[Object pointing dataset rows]

*****

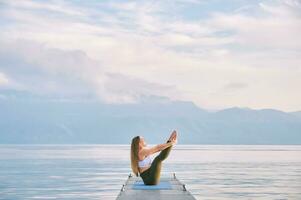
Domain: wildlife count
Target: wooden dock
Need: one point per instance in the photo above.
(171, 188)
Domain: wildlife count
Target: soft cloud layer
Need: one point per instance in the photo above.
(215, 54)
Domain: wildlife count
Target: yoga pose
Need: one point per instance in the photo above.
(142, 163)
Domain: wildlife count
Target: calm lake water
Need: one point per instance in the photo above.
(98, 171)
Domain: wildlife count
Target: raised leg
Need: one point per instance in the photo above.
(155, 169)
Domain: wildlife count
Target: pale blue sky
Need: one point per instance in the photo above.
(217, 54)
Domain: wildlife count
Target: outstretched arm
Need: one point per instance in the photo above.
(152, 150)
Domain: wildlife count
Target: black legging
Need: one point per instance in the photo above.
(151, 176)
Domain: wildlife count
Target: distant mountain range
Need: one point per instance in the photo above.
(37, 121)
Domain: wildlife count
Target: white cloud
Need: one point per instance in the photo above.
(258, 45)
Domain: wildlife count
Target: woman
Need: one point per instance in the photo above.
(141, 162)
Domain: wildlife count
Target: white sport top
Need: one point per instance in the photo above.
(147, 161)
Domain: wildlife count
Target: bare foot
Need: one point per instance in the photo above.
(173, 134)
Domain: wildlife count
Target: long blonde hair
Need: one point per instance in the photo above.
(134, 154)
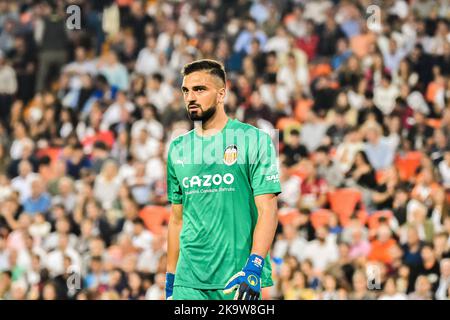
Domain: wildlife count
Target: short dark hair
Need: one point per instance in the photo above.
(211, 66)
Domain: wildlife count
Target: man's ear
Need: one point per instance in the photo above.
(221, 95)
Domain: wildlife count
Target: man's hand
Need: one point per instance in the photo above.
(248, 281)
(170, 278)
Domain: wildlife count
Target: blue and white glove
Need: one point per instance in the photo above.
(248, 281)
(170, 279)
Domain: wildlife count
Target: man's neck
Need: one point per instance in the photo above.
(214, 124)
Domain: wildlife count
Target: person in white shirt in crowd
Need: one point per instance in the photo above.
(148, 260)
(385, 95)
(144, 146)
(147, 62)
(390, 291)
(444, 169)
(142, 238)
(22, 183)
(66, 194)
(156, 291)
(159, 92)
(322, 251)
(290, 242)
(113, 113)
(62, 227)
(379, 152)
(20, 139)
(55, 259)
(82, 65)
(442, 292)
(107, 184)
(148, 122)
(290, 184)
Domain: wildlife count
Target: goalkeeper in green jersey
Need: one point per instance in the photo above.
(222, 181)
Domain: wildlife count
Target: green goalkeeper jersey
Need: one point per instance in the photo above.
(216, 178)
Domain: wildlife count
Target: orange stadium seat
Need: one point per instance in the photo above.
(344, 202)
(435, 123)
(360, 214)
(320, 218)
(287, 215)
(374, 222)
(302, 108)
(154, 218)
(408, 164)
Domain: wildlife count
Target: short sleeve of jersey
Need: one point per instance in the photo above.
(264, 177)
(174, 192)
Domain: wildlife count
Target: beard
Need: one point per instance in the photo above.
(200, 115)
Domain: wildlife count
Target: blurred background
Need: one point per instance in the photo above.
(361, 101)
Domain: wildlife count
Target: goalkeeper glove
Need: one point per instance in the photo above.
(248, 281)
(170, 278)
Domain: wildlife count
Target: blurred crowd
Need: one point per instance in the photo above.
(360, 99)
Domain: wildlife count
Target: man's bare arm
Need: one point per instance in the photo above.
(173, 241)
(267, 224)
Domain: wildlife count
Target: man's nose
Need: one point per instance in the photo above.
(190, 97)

*****

## WRITTEN EXERCISE
Reproduce each record above by retyping it exactly; omit all images.

## ANSWER BELOW
Domain: wildlife count
Target: wooden dock
Need: one point per instance in the photo above.
(171, 188)
Domain: wildlife count
Target: soft cloud layer
Need: one point per instance in the photo above.
(215, 54)
Domain: wildlife count
Target: yoga pose
Need: one point per instance in the photo above.
(142, 163)
Domain: wildlife count
Target: calm lake water
Need: one point per instance in the photo above.
(98, 171)
Domain: wildlife count
Target: raised leg
Need: one point per instance in the photo above.
(155, 169)
Domain: wildlife count
Target: pale blue sky
Need: one point per instance in the photo above.
(217, 54)
Domain: wildlife count
Target: outstretched arm
Need: one point per instance in the photo above.
(152, 150)
Domain: wildlife count
Target: black legging
Need: one point per instance in the photo above.
(151, 176)
Domain: wildlife count
Target: distant mountain range
Need: one point per instance in the photo above.
(37, 121)
Domain: wildlife count
Target: white cloud
Need: one point per instance in the photo above.
(258, 45)
Domain: wildlife count
Target: woman
Need: one point per instance in the photo above.
(141, 162)
Domain: wildlife count
Target: white sport top
Need: one point per instance in the photo above.
(147, 161)
Domain: wildlife count
Target: bare foot
Need: one point per instance in the photo above.
(173, 134)
Domain: wildlife count
Target: long blonde hair
Need: one point per instance in the photo above.
(134, 154)
Domain: wildlife count
Target: short dark hair
Need: one point per instance in the photo above.
(211, 66)
Domain: wildlife count
Target: man's ear
Need: one point per instance in the photo above.
(221, 95)
Domain: wildlife count
Target: man's hand
Need: one point per instance in the photo above.
(248, 281)
(170, 278)
Domain: wildlife count
Target: blue and white glove
Need: one point per instance in the photo above.
(248, 281)
(170, 279)
Domain: wildlife count
Target: man's neck
Need: one point per instance in the photo above.
(214, 124)
Domain: wildlife count
Target: person in white shirt in crowd
Need: one point per instance in the photo above.
(148, 260)
(385, 95)
(144, 146)
(147, 62)
(390, 291)
(444, 169)
(142, 238)
(22, 183)
(66, 194)
(156, 291)
(159, 92)
(322, 251)
(290, 242)
(113, 113)
(62, 227)
(379, 152)
(20, 139)
(55, 259)
(82, 65)
(442, 292)
(107, 184)
(148, 122)
(290, 184)
Domain: wildlife count
Target: goalkeeper in green jersey
Need: one point per instance in the photo above.
(222, 181)
Domain: wildlife count
Target: green goalkeeper jersey
Need: one point per instance in the photo above.
(216, 178)
Domain: wildlife count
Target: orange stadium seat
Need: one point per instance in the photo above.
(344, 202)
(435, 123)
(360, 214)
(320, 218)
(287, 215)
(374, 222)
(302, 108)
(154, 218)
(408, 164)
Domain: wildlife count
Target: short sleeve of jersey
Need: one point per instance in the photo above.
(264, 177)
(174, 192)
Domain: wildlife count
Target: beard
Need: one point per instance in the photo above.
(200, 115)
Domain: wildlife count
Target: blurred background
Need: one point per instance in the photo above.
(361, 101)
Domain: wildlife count
Target: goalkeeper glove
Need: one point per instance in the photo above.
(248, 281)
(170, 278)
Domain: wildlife count
Target: blurred crowd
Need: one point per instance in the photo above.
(360, 99)
Domain: wildlife count
Target: man's bare arm
Need: one point per instance in the photo above.
(173, 241)
(267, 224)
Domain: wildlife count
Target: man's nose
Need: one point per instance in the photo above.
(190, 97)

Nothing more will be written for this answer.